## Text segment
+--

Violence against doctors is in the news with increasing frequency. Many reports concern medical professionals being roughed up, even killed, by patients’ disgruntled relatives. (1) A new dimension was added to such incidents recently.
On August 25, Shiv Sena leader Anand Dighe was admitted to Thane’s Singhania Hospital following injury in a highway accident. Singhania is the biggest private sector hospital in this Mumbai suburb, with speciality services otherwise not available in the area. Mr Dighe was stable following an operation for a leg fracture but a few hours after the surgery he suffered cardio-respiratory arrest – believed to be a sudden cardiac event or a pulmonary embolus – and died. Following news of his death a mob of Sena followers went on a rampage, destroying all furniture and equipment. Staff and patients fled the premises while a small posse of policemen looked on. The damage to the hospital is estimated to be around Rs 10 crore. The management is considering shutting the hospital down permanently. (2)

+--

## Stored data
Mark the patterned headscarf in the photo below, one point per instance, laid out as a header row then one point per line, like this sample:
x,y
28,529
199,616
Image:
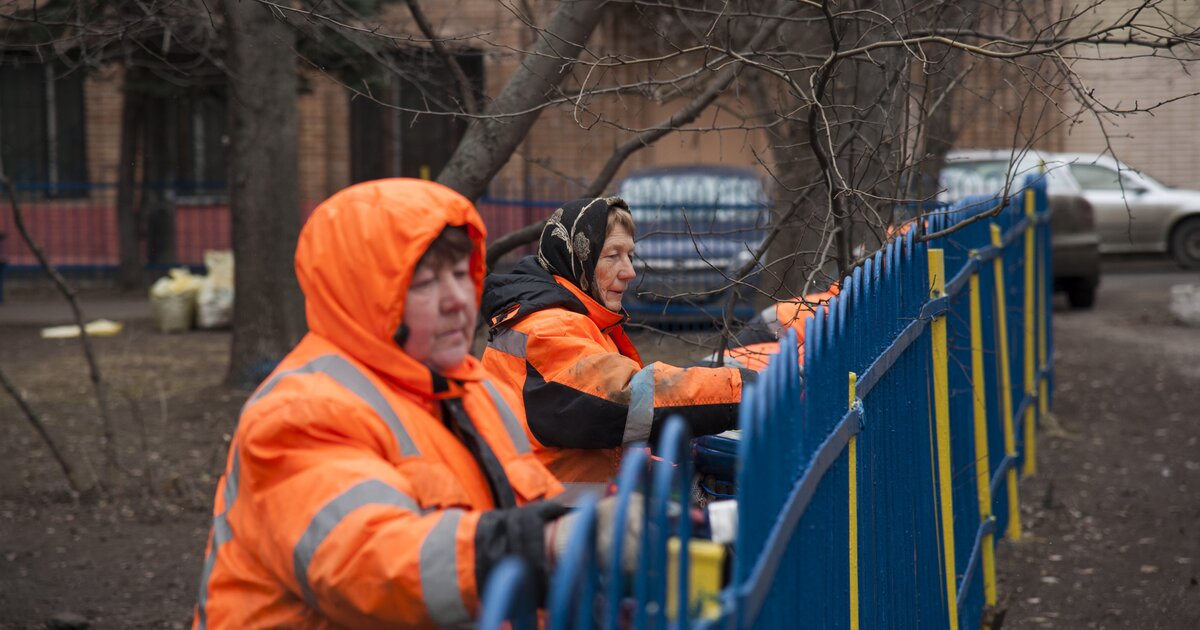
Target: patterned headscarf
x,y
573,238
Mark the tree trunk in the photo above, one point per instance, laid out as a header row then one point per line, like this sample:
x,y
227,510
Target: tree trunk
x,y
263,189
490,142
126,215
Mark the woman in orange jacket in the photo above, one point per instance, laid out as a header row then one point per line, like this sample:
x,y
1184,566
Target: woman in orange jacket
x,y
557,336
379,473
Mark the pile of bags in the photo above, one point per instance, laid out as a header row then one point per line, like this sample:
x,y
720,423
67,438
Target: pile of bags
x,y
180,299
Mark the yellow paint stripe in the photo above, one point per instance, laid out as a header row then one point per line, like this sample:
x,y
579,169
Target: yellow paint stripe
x,y
983,467
852,455
942,417
1006,387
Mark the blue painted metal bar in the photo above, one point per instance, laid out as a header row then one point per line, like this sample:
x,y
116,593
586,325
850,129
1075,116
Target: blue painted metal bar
x,y
868,379
573,586
509,597
997,478
987,527
753,593
630,478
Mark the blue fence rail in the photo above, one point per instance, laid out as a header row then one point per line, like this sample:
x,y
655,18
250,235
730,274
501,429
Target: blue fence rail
x,y
875,483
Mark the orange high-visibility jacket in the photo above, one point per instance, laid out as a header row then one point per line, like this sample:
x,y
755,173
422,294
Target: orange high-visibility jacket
x,y
346,499
586,389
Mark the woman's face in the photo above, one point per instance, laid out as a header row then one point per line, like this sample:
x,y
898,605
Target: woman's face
x,y
439,312
615,269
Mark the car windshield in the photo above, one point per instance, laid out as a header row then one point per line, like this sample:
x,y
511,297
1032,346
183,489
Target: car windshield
x,y
702,201
963,178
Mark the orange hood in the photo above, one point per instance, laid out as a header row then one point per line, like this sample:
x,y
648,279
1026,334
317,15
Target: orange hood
x,y
355,259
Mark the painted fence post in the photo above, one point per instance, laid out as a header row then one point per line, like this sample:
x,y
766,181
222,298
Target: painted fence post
x,y
852,456
1006,385
983,467
1043,377
1031,462
942,419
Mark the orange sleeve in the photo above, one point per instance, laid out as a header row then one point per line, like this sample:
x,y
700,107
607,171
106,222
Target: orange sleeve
x,y
580,394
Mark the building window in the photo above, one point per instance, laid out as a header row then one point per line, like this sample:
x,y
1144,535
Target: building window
x,y
388,142
42,135
186,141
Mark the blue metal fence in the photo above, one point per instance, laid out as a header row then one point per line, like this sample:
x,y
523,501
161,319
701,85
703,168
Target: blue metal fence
x,y
875,483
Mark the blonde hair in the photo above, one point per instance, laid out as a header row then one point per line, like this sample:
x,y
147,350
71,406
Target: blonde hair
x,y
618,215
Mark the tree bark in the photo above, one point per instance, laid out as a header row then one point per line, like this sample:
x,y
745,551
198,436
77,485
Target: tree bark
x,y
130,274
491,141
263,189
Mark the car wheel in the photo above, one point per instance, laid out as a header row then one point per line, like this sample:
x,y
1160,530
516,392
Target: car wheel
x,y
1186,243
1081,293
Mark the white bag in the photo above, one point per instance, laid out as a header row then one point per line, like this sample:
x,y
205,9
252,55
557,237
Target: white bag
x,y
214,305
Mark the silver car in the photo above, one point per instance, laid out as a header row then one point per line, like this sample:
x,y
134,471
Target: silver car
x,y
1073,238
1137,214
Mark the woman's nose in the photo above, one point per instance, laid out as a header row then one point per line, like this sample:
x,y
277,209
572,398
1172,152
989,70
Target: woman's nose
x,y
456,293
625,271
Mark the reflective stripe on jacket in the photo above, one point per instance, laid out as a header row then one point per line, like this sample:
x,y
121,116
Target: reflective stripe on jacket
x,y
585,387
346,499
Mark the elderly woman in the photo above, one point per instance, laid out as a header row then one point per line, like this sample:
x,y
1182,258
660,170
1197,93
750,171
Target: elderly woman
x,y
557,337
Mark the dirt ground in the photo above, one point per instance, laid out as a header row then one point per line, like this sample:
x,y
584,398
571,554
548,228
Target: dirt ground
x,y
1113,520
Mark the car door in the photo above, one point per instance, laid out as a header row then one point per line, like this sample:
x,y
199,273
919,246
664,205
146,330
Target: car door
x,y
1125,209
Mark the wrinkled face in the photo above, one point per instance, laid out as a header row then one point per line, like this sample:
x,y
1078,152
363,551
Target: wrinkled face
x,y
439,313
615,269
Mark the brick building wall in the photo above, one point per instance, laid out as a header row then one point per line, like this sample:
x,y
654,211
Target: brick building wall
x,y
1164,143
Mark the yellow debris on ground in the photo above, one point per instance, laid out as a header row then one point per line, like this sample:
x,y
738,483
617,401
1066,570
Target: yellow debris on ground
x,y
99,328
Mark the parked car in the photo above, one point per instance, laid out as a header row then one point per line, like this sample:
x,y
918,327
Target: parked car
x,y
1073,237
696,226
1135,213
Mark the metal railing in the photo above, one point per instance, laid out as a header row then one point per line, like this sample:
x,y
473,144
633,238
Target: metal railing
x,y
874,484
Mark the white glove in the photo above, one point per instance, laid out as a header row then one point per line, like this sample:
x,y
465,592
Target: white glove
x,y
558,532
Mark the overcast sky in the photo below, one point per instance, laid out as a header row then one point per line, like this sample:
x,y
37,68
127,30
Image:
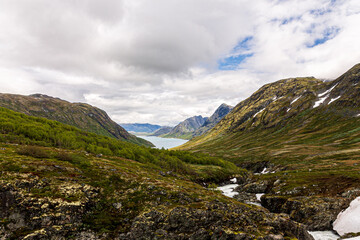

+--

## Work instruction 1
In the passage on violence against doctors, what was Anand Dighe operated on for after the highway accident?
## Work instruction 2
Please rewrite the passage on violence against doctors, starting at the words "On August 25, Shiv" and stopping after "down permanently. (2)", with "mob" changed to "crowd".

## Worked solution 1
A leg fracture.

## Worked solution 2
On August 25, Shiv Sena leader Anand Dighe was admitted to Thane’s Singhania Hospital following injury in a highway accident. Singhania is the biggest private sector hospital in this Mumbai suburb, with speciality services otherwise not available in the area. Mr Dighe was stable following an operation for a leg fracture but a few hours after the surgery he suffered cardio-respiratory arrest – believed to be a sudden cardiac event or a pulmonary embolus – and died. Following news of his death a crowd of Sena followers went on a rampage, destroying all furniture and equipment. Staff and patients fled the premises while a small posse of policemen looked on. The damage to the hospital is estimated to be around Rs 10 crore. The management is considering shutting the hospital down permanently. (2)